Stated task: Copy every row below word for word, leaving out the pictures.

Dataset entries:

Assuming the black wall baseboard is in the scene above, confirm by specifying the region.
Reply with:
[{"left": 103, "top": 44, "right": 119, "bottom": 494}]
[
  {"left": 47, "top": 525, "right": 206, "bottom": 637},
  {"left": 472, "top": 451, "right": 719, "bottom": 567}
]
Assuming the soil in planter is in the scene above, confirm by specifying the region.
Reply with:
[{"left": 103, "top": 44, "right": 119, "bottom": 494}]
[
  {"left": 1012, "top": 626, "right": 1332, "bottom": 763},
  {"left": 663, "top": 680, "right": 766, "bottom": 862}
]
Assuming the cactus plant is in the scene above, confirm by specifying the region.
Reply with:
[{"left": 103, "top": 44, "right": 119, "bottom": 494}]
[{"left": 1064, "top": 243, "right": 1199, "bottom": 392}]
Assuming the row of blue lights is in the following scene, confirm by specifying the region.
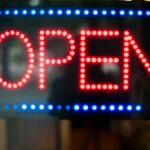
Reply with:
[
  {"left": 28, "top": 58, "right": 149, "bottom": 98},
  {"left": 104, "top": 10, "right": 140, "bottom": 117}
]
[
  {"left": 0, "top": 9, "right": 150, "bottom": 16},
  {"left": 4, "top": 104, "right": 142, "bottom": 112}
]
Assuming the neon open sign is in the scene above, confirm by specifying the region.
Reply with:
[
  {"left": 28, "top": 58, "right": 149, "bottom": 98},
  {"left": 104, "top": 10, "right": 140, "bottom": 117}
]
[
  {"left": 0, "top": 8, "right": 150, "bottom": 117},
  {"left": 0, "top": 29, "right": 150, "bottom": 91}
]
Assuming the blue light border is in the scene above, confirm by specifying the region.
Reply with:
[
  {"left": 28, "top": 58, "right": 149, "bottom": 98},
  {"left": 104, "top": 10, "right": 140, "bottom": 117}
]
[
  {"left": 0, "top": 8, "right": 150, "bottom": 17},
  {"left": 0, "top": 103, "right": 143, "bottom": 113},
  {"left": 0, "top": 8, "right": 146, "bottom": 113}
]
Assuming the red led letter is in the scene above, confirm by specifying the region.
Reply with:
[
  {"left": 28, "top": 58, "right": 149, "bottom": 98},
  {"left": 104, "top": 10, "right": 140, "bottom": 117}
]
[
  {"left": 0, "top": 30, "right": 34, "bottom": 89},
  {"left": 123, "top": 31, "right": 150, "bottom": 90},
  {"left": 79, "top": 30, "right": 119, "bottom": 91},
  {"left": 38, "top": 30, "right": 75, "bottom": 89}
]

Output below:
Assuming the black wall baseboard is in the scene above, confirm by specifying the region.
Reply with:
[{"left": 103, "top": 44, "right": 119, "bottom": 494}]
[
  {"left": 47, "top": 525, "right": 206, "bottom": 637},
  {"left": 472, "top": 451, "right": 719, "bottom": 567}
]
Assuming the soil in planter is in the scene above, confirm by specifying the region.
Reply with:
[{"left": 103, "top": 44, "right": 119, "bottom": 494}]
[
  {"left": 1012, "top": 626, "right": 1332, "bottom": 763},
  {"left": 663, "top": 680, "right": 766, "bottom": 862}
]
Assuming the cactus plant is in the scene above, confirm by specifying the region.
Reply with:
[{"left": 103, "top": 44, "right": 119, "bottom": 494}]
[{"left": 1064, "top": 243, "right": 1199, "bottom": 392}]
Assuming the row of blue lights is in the following scene, confirm by specifying the region.
Reply with:
[
  {"left": 28, "top": 58, "right": 149, "bottom": 98},
  {"left": 104, "top": 10, "right": 140, "bottom": 117}
]
[
  {"left": 0, "top": 9, "right": 150, "bottom": 16},
  {"left": 4, "top": 104, "right": 142, "bottom": 112}
]
Assuming the neon open sign is in the scene above, confirm by specifying the region.
Reply with:
[
  {"left": 28, "top": 58, "right": 149, "bottom": 98},
  {"left": 104, "top": 10, "right": 140, "bottom": 117}
]
[
  {"left": 0, "top": 8, "right": 150, "bottom": 117},
  {"left": 0, "top": 29, "right": 150, "bottom": 91}
]
Assuming the blue light border is in the scene above, confirm by specifying the region.
Reply with:
[
  {"left": 28, "top": 58, "right": 149, "bottom": 98},
  {"left": 104, "top": 10, "right": 140, "bottom": 117}
]
[
  {"left": 0, "top": 8, "right": 150, "bottom": 17},
  {"left": 0, "top": 103, "right": 143, "bottom": 113},
  {"left": 0, "top": 8, "right": 146, "bottom": 113}
]
Assuming the red led letter is in the scene above, confirm by specifying the region.
Reply with:
[
  {"left": 28, "top": 58, "right": 149, "bottom": 98},
  {"left": 104, "top": 10, "right": 140, "bottom": 117}
]
[
  {"left": 0, "top": 30, "right": 34, "bottom": 89},
  {"left": 123, "top": 31, "right": 150, "bottom": 90},
  {"left": 79, "top": 30, "right": 119, "bottom": 91},
  {"left": 38, "top": 30, "right": 75, "bottom": 89}
]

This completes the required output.